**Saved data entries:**
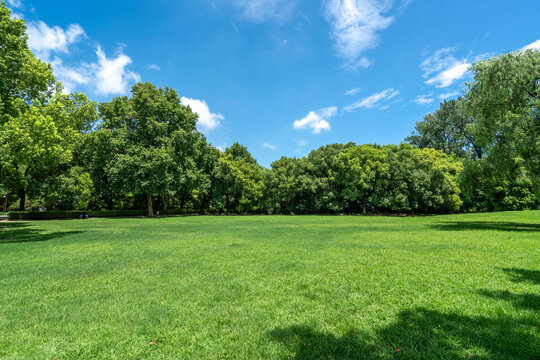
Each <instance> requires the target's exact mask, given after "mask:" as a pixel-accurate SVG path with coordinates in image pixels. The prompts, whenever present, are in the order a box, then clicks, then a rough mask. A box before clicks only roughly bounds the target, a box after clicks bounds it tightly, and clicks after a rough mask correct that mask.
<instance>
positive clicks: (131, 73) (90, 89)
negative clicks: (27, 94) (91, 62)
mask: <svg viewBox="0 0 540 360" xmlns="http://www.w3.org/2000/svg"><path fill="white" fill-rule="evenodd" d="M96 56H97V62H95V63H80V64H77V65H74V66H70V65H66V64H64V63H63V61H62V59H60V58H59V57H55V58H54V59H53V60H52V61H51V65H52V66H53V72H54V75H55V76H56V78H57V79H58V80H59V81H60V82H61V83H62V85H64V93H70V92H72V91H74V90H76V89H77V88H78V87H79V86H80V85H84V86H87V87H89V88H90V90H91V91H94V92H96V93H97V94H99V95H103V96H106V95H117V94H124V93H126V92H127V91H128V89H129V86H130V85H131V84H133V83H135V82H139V81H141V77H140V76H139V74H137V73H134V72H132V71H130V70H128V69H127V66H128V65H129V64H131V58H130V57H129V56H127V55H125V54H124V53H122V52H119V53H118V55H117V56H116V57H113V58H108V57H107V55H106V54H105V52H104V51H103V50H102V49H101V48H100V47H98V48H97V50H96Z"/></svg>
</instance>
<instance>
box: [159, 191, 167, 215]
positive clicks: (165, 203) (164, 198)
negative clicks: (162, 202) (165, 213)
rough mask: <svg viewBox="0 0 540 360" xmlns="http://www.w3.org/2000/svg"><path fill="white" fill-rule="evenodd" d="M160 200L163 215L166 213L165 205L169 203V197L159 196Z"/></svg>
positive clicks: (165, 207) (166, 205)
mask: <svg viewBox="0 0 540 360" xmlns="http://www.w3.org/2000/svg"><path fill="white" fill-rule="evenodd" d="M161 197H162V199H163V209H162V210H163V214H165V211H167V203H168V202H169V195H167V194H163V195H161Z"/></svg>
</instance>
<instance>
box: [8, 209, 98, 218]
mask: <svg viewBox="0 0 540 360" xmlns="http://www.w3.org/2000/svg"><path fill="white" fill-rule="evenodd" d="M81 214H83V215H86V214H88V211H76V210H71V211H44V212H41V211H10V212H8V219H9V220H51V219H78V218H79V217H80V216H81Z"/></svg>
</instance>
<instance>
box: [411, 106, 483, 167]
mask: <svg viewBox="0 0 540 360" xmlns="http://www.w3.org/2000/svg"><path fill="white" fill-rule="evenodd" d="M473 122H474V120H473V118H472V117H470V116H467V115H466V113H465V101H464V99H463V98H458V99H457V100H448V101H447V100H445V101H444V102H442V103H441V105H440V108H439V109H438V110H437V111H435V112H434V113H432V114H428V115H426V116H425V117H424V120H423V121H420V122H417V123H416V127H415V132H414V133H413V134H412V135H411V136H409V137H408V138H406V139H405V141H407V142H409V143H411V144H412V145H415V146H418V147H419V148H422V149H424V148H432V149H437V150H441V151H443V152H444V153H446V154H454V155H457V156H459V157H468V158H477V159H481V158H482V154H483V150H482V148H481V147H480V146H479V145H478V144H477V141H476V140H475V137H474V135H473V134H471V131H470V129H469V127H470V126H471V125H472V124H473Z"/></svg>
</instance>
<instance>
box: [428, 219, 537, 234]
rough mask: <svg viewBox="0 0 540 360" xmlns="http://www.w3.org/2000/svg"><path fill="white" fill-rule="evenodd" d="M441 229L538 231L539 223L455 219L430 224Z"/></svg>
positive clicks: (459, 230)
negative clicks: (475, 220) (523, 222)
mask: <svg viewBox="0 0 540 360" xmlns="http://www.w3.org/2000/svg"><path fill="white" fill-rule="evenodd" d="M430 226H431V227H432V228H435V229H437V230H442V231H468V230H496V231H512V232H536V231H540V224H530V223H516V222H492V221H455V222H444V223H440V224H433V225H430Z"/></svg>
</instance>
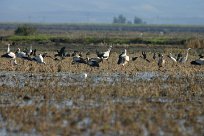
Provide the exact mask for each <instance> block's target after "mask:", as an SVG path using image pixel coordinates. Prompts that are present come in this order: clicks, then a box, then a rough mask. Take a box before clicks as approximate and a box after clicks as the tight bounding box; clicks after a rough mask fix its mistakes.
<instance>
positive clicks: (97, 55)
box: [96, 46, 112, 60]
mask: <svg viewBox="0 0 204 136" xmlns="http://www.w3.org/2000/svg"><path fill="white" fill-rule="evenodd" d="M111 49H112V46H110V47H109V49H108V50H107V51H105V52H99V51H97V50H96V54H97V56H98V57H99V58H101V59H106V60H107V59H108V58H109V56H110V52H111Z"/></svg>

**Instructions for the task:**
Except for the pictures, set down each line of the records exactly as it appears.

**Response to this exercise:**
Each <instance> requires the target's exact mask, given after "mask:" as a pixel-accurate SVG path with coordinates in image pixels. The prompts, whenever present, are in the order a box, then clicks, then a rough mask. A box before clicks only roughly bounds the target, a box after clicks bounds it tightly, and clicks after a rough mask correct that mask.
<instance>
positive clicks: (131, 73) (90, 89)
negative clicks: (27, 94) (91, 62)
mask: <svg viewBox="0 0 540 360" xmlns="http://www.w3.org/2000/svg"><path fill="white" fill-rule="evenodd" d="M96 56H97V62H95V63H80V64H77V65H74V66H70V65H66V64H64V63H63V61H62V59H60V58H59V57H55V58H54V59H53V60H52V61H51V65H52V66H53V72H54V75H55V76H56V78H57V79H58V80H59V81H60V82H61V83H62V85H64V93H70V92H72V91H74V90H76V89H77V88H78V87H79V86H80V85H84V86H87V87H89V88H90V90H91V91H94V92H96V93H97V94H99V95H103V96H106V95H117V94H124V93H126V92H127V91H128V89H129V86H130V85H131V84H133V83H135V82H139V81H141V77H140V76H139V74H137V73H134V72H132V71H130V70H128V69H127V66H128V65H129V64H131V58H130V57H129V56H127V55H125V54H124V53H122V52H119V53H118V55H117V56H116V57H113V58H108V57H107V55H106V54H105V52H104V51H103V50H102V49H101V48H100V47H98V48H97V50H96Z"/></svg>
</instance>
<instance>
box: [159, 191, 167, 215]
positive clicks: (165, 203) (164, 198)
negative clicks: (162, 202) (165, 213)
rough mask: <svg viewBox="0 0 540 360" xmlns="http://www.w3.org/2000/svg"><path fill="white" fill-rule="evenodd" d="M160 200L163 215L166 213L165 205L169 203V197L159 196Z"/></svg>
positive clicks: (165, 207) (166, 205)
mask: <svg viewBox="0 0 540 360" xmlns="http://www.w3.org/2000/svg"><path fill="white" fill-rule="evenodd" d="M161 197H162V199H163V209H162V210H163V214H165V211H167V203H168V202H169V195H167V194H163V195H161Z"/></svg>
</instance>
<instance>
box: [8, 209, 98, 218]
mask: <svg viewBox="0 0 540 360" xmlns="http://www.w3.org/2000/svg"><path fill="white" fill-rule="evenodd" d="M81 214H83V215H86V214H88V211H76V210H71V211H44V212H41V211H10V212H8V219H9V220H51V219H78V218H79V217H80V216H81Z"/></svg>
</instance>
<instance>
box: [411, 106, 483, 167]
mask: <svg viewBox="0 0 540 360" xmlns="http://www.w3.org/2000/svg"><path fill="white" fill-rule="evenodd" d="M473 122H474V120H473V118H472V117H470V116H467V115H466V113H465V101H464V99H463V98H458V99H457V100H448V101H447V100H445V101H444V102H442V103H441V105H440V108H439V109H438V110H437V111H435V112H434V113H432V114H428V115H426V116H425V117H424V120H423V121H420V122H417V123H416V127H415V132H414V133H413V134H412V135H411V136H409V137H408V138H406V139H405V141H407V142H409V143H411V144H412V145H415V146H418V147H419V148H422V149H424V148H432V149H437V150H441V151H443V152H444V153H446V154H454V155H457V156H459V157H468V158H477V159H481V158H482V154H483V150H482V148H481V147H480V146H479V145H478V144H477V141H476V140H475V137H474V135H473V134H471V131H470V129H469V127H470V126H471V125H472V124H473Z"/></svg>
</instance>
<instance>
box: [428, 219, 537, 234]
rough mask: <svg viewBox="0 0 540 360" xmlns="http://www.w3.org/2000/svg"><path fill="white" fill-rule="evenodd" d="M441 229L538 231L539 223L455 219L430 224Z"/></svg>
positive clicks: (459, 230)
negative clicks: (475, 220) (523, 222)
mask: <svg viewBox="0 0 540 360" xmlns="http://www.w3.org/2000/svg"><path fill="white" fill-rule="evenodd" d="M430 226H431V227H432V228H435V229H437V230H442V231H468V230H496V231H512V232H536V231H540V224H530V223H516V222H492V221H455V222H444V223H440V224H433V225H430Z"/></svg>
</instance>
Provide the exact mask for each <instance> block's target after "mask:", as an SVG path using image pixel coordinates. Prompts that are present come in this order: clicks, then a box, then a rough mask. Take a box before clicks as approximate and a box after clicks as the tight bounding box; clicks after a rough mask fix its mistakes.
<instance>
positive clicks: (97, 55)
box: [96, 46, 112, 60]
mask: <svg viewBox="0 0 204 136" xmlns="http://www.w3.org/2000/svg"><path fill="white" fill-rule="evenodd" d="M111 49H112V46H110V47H109V49H108V50H107V51H105V52H99V51H97V50H96V54H97V56H98V57H99V58H101V59H106V60H107V59H108V58H109V56H110V52H111Z"/></svg>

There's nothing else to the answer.